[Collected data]
* * *
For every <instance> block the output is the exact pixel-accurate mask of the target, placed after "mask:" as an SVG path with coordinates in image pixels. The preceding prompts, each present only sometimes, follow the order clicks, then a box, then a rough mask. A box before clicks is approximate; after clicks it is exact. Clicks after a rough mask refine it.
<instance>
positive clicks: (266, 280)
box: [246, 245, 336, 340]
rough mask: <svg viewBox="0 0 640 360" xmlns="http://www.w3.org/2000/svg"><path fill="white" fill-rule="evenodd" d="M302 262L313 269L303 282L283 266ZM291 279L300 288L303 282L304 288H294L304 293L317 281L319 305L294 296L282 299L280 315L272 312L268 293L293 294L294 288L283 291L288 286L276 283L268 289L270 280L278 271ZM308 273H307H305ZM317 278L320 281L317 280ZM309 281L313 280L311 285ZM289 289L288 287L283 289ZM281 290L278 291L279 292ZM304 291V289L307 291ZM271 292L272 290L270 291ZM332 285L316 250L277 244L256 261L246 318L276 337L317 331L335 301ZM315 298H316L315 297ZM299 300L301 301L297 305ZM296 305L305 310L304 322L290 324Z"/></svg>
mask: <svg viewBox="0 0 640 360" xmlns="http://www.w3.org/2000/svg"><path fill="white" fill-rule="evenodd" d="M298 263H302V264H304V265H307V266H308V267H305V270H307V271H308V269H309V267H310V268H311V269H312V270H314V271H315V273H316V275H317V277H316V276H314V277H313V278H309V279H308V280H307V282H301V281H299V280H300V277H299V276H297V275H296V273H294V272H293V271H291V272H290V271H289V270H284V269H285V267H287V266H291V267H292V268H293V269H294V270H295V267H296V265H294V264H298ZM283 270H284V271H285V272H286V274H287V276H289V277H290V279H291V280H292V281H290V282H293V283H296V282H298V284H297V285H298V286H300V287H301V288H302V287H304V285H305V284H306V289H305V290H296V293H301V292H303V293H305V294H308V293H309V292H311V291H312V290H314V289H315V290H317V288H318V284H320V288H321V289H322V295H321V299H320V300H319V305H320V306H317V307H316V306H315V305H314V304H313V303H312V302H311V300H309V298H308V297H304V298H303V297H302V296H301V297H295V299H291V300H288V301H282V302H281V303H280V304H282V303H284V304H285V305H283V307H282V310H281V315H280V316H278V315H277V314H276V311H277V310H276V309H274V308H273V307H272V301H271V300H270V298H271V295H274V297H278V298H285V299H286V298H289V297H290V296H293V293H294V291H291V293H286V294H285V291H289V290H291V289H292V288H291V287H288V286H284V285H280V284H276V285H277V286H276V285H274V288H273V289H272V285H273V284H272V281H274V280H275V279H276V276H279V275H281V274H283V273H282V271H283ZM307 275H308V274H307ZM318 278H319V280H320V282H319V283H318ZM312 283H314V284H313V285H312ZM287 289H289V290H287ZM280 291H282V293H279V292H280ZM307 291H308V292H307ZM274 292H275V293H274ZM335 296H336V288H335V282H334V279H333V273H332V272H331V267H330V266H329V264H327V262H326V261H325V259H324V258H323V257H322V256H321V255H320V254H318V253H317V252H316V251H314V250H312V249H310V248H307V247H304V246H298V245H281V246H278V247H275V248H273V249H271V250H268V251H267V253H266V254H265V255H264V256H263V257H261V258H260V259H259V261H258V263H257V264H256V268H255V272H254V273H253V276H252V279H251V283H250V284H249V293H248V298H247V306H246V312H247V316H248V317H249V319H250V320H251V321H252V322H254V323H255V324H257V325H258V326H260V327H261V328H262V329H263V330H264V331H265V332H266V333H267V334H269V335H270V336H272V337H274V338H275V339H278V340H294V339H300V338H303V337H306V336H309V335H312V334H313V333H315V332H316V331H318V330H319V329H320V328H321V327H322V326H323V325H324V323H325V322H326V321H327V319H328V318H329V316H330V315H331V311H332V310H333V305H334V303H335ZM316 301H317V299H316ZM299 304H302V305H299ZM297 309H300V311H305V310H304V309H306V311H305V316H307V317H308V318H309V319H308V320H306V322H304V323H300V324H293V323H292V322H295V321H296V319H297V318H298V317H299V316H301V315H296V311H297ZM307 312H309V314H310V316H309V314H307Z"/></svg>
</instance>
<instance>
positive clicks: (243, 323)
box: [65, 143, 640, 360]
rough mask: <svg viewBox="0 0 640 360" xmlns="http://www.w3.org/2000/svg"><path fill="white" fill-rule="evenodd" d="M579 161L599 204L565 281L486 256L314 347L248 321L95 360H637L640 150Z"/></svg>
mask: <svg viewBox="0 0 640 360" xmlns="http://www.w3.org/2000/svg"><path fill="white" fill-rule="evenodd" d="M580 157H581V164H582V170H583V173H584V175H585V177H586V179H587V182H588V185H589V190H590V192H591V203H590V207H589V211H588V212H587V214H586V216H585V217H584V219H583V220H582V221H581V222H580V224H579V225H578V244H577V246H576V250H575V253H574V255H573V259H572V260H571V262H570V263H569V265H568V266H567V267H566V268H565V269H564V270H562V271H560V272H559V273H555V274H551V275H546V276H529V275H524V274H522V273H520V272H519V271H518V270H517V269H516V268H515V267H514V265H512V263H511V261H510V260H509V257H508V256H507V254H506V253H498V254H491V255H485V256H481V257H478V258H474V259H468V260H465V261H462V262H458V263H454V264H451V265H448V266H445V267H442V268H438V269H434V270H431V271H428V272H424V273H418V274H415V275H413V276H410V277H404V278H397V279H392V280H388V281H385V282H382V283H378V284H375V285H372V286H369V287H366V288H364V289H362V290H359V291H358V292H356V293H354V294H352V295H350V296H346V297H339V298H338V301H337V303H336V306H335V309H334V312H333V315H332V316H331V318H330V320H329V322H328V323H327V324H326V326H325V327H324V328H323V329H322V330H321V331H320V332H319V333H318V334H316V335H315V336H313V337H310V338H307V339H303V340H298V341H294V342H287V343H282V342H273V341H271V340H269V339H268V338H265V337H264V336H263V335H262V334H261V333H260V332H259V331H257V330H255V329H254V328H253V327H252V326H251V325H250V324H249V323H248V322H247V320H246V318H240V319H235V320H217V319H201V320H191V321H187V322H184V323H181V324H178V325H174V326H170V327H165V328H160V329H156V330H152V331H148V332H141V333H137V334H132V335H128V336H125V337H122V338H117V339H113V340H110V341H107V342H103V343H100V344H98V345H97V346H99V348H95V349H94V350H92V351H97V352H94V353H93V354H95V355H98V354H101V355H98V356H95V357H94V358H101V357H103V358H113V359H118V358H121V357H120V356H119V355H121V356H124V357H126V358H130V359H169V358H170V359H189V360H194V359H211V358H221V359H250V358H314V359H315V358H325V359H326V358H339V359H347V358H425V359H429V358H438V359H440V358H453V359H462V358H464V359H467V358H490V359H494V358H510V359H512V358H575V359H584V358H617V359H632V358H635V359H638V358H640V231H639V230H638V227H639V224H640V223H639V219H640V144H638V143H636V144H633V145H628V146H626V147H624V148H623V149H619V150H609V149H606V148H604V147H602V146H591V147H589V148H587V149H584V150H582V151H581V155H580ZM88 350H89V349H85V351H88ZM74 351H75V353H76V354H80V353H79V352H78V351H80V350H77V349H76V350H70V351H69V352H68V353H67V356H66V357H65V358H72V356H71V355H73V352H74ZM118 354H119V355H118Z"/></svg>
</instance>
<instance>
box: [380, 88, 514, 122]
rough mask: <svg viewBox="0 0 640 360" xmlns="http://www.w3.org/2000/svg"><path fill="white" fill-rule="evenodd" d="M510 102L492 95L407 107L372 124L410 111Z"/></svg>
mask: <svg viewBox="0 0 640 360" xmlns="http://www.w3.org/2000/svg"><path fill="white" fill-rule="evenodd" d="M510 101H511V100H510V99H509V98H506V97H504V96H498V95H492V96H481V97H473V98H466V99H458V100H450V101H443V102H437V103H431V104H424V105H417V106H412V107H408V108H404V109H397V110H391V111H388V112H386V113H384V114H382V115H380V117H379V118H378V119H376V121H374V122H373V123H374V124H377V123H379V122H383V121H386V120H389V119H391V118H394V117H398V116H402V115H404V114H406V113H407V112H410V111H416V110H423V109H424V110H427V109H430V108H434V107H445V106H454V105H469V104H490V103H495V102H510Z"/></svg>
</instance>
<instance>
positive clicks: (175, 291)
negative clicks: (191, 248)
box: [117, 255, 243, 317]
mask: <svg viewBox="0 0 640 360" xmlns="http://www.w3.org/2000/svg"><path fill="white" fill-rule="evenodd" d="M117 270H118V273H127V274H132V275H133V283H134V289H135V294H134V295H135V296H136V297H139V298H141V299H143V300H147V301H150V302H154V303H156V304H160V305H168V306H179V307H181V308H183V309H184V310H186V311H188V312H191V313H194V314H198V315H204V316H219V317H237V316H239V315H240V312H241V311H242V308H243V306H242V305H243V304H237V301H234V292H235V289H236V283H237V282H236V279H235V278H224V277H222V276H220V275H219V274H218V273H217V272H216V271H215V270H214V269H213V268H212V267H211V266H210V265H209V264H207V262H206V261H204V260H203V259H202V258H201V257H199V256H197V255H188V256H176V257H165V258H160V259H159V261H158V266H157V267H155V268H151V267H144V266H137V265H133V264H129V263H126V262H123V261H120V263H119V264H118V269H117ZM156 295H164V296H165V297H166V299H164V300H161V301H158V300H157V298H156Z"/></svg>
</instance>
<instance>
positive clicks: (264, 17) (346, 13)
* * *
Reproduce verbatim the lines running from the start of the records through the line containing "box: [246, 245, 336, 340]", with both ends included.

For every <instance> block the output is the exact pixel-accurate mask of the target, placed after "mask:" as an SVG path with coordinates in image pixels. The preceding prompts, each present only sometimes, follow the order clicks, then a box, then a rough mask. A box before clicks is approximate; after clicks it is exact. Clicks after a rough mask refine it.
<instance>
positive clicks: (266, 280)
box: [246, 245, 336, 340]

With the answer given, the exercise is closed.